_QUOTED PASSAGE_:
What does the 33-year-old do to deserve all this? He feeds the homeless. He does this in Las Vegas, where:

• Mayor Oscar Goodman and some other officials have tried to blackball feeding the homeless as akin to enabling an addict, an act that does nothing to solve the underlying problem.

• The City Council voted unanimously in July 2006 to outlaw feeding the homeless in parks, and the ACLU spent 14 months in court challenging that ordinance, succeeding in late 2007.

• Metro Police recently threatened to cite people feeding the homeless downtown, until Deputy Chief Gary Schofield quashed the policy last month.

The National Coalition for the Homeless placed Las Vegas among the “top 5 meanest cities to the homeless” twice in the past six years.

Some of these events gained the city global ignominy when detailed in The New York Times, USA Today and on BBC, Fox News and CNN.

How does Sipich feel to be grabbing the headlines now with good deeds done for the downtrodden instead of the contrary?

First he laughed, recalling life several weeks ago, before Metro’s recent turnaround, when feeding the homeless could result in a warning or a ticket for any possible infraction police thought might stick — illegal parking, blocking the sidewalk.

Then Sipich turned sober, saying that being chosen a finalist and appearing on national TV might “get out the message to change things.”

“It legitimizes and justifies what we do. It helps the people we’re trying to help,” he added. Told of the contest, Schofield, who said a few weeks ago that arresting everybody wouldn’t solve homelessness, noted that “anytime people who want to help get recognized for their work, that’s a good thing.”

Sipich has been doing the work since he was 19, when he got into the pest control business and saw that restaurants that were his clients had a lot of leftover food. Nearly five years ago he started Homeless Helpers of Nevada, the organization he still runs. It does more than hand out sandwiches, including giving homeless mothers diapers.

He said he would use the $10,000 to “catch up on some bills” because his pest control business is as slow as many other businesses right now, and his work with Homeless Helpers is pro bono.

“It’s definitely ironic,” he said of his finalist status. “Up to now, there’s been one side of the story,” that Las Vegas is mean to the homeless. “We’re trying to get out the other side.”

Saved data entries

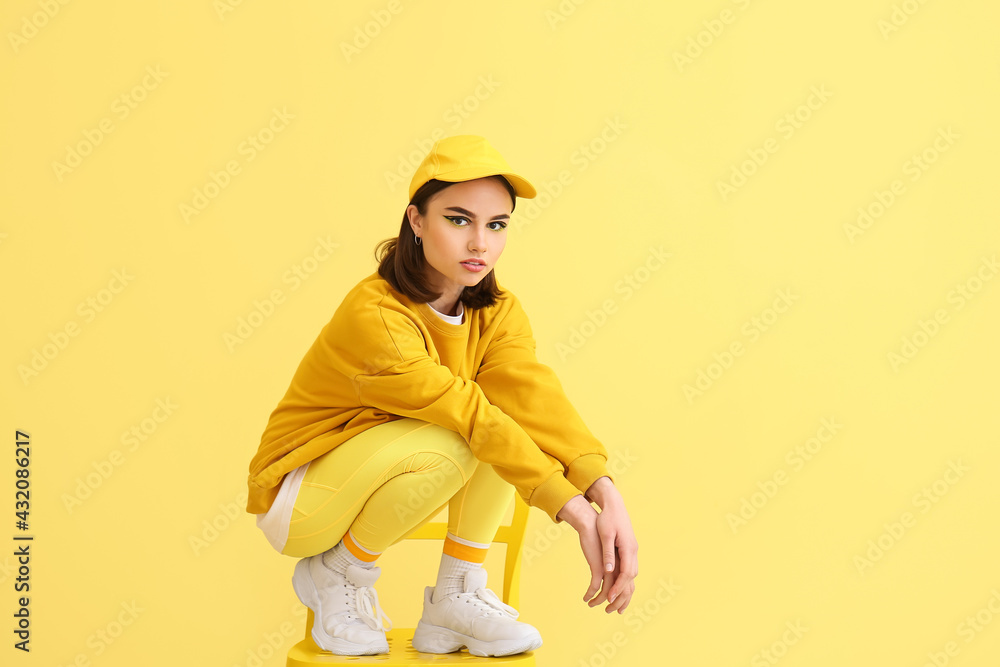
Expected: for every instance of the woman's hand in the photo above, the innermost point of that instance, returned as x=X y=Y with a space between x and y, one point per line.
x=608 y=543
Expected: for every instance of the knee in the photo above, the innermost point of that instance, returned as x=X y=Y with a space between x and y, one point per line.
x=448 y=449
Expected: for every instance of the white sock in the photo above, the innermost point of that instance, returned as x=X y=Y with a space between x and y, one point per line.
x=451 y=571
x=339 y=557
x=451 y=576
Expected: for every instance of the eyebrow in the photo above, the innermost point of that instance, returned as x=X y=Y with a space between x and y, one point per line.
x=470 y=214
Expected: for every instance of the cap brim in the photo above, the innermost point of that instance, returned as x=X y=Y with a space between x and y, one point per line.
x=522 y=188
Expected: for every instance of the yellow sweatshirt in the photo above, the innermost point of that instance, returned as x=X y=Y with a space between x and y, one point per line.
x=382 y=357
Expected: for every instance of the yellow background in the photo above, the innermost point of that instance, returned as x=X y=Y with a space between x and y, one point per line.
x=542 y=81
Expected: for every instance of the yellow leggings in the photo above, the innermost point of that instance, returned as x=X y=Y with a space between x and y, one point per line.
x=389 y=480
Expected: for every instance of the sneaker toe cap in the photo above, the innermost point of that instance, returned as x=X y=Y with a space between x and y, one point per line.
x=493 y=629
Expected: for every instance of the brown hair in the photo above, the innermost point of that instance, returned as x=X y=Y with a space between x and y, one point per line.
x=402 y=263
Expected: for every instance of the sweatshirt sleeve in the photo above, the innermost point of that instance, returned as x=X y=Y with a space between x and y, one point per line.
x=406 y=381
x=530 y=392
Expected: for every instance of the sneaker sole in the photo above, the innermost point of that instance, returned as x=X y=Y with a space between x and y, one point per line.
x=429 y=638
x=306 y=591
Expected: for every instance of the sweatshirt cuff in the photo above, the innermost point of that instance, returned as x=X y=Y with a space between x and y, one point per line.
x=586 y=469
x=552 y=495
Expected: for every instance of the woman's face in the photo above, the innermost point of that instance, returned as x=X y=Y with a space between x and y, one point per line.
x=464 y=221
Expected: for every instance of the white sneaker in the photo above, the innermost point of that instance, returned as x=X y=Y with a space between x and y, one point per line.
x=348 y=618
x=475 y=618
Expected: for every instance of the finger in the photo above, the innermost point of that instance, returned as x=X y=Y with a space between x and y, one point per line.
x=608 y=547
x=621 y=600
x=606 y=585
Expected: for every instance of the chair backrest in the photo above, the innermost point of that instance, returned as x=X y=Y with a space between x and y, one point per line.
x=512 y=536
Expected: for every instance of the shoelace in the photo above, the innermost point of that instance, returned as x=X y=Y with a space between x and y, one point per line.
x=368 y=608
x=486 y=599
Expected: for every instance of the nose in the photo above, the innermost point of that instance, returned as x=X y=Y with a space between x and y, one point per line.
x=478 y=241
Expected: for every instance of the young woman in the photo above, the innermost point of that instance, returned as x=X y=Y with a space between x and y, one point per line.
x=424 y=391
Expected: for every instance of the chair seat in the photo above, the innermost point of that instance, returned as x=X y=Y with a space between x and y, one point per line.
x=401 y=654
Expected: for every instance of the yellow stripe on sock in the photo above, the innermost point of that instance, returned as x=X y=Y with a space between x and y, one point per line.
x=357 y=551
x=464 y=551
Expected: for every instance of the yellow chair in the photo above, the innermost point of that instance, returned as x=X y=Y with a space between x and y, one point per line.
x=401 y=651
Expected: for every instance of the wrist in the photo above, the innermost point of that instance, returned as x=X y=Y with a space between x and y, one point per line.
x=575 y=511
x=602 y=491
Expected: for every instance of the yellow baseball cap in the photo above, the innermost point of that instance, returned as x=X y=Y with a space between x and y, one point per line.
x=465 y=157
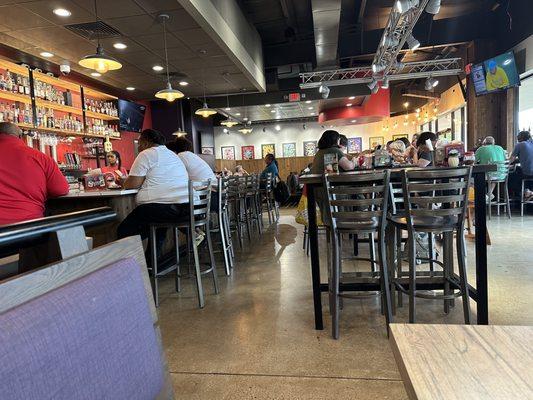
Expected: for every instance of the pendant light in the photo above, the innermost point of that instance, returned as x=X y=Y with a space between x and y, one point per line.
x=100 y=62
x=205 y=111
x=169 y=94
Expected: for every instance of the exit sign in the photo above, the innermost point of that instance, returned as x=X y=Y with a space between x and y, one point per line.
x=294 y=97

_DIRECTIONS FOR THIS TASK_: Reproduce the passage from the news article about feeding the homeless in Las Vegas, starting with "He said he would" and going on through "is pro bono.".

_SOLUTION_:
He said he would use the $10,000 to “catch up on some bills” because his pest control business is as slow as many other businesses right now, and his work with Homeless Helpers is pro bono.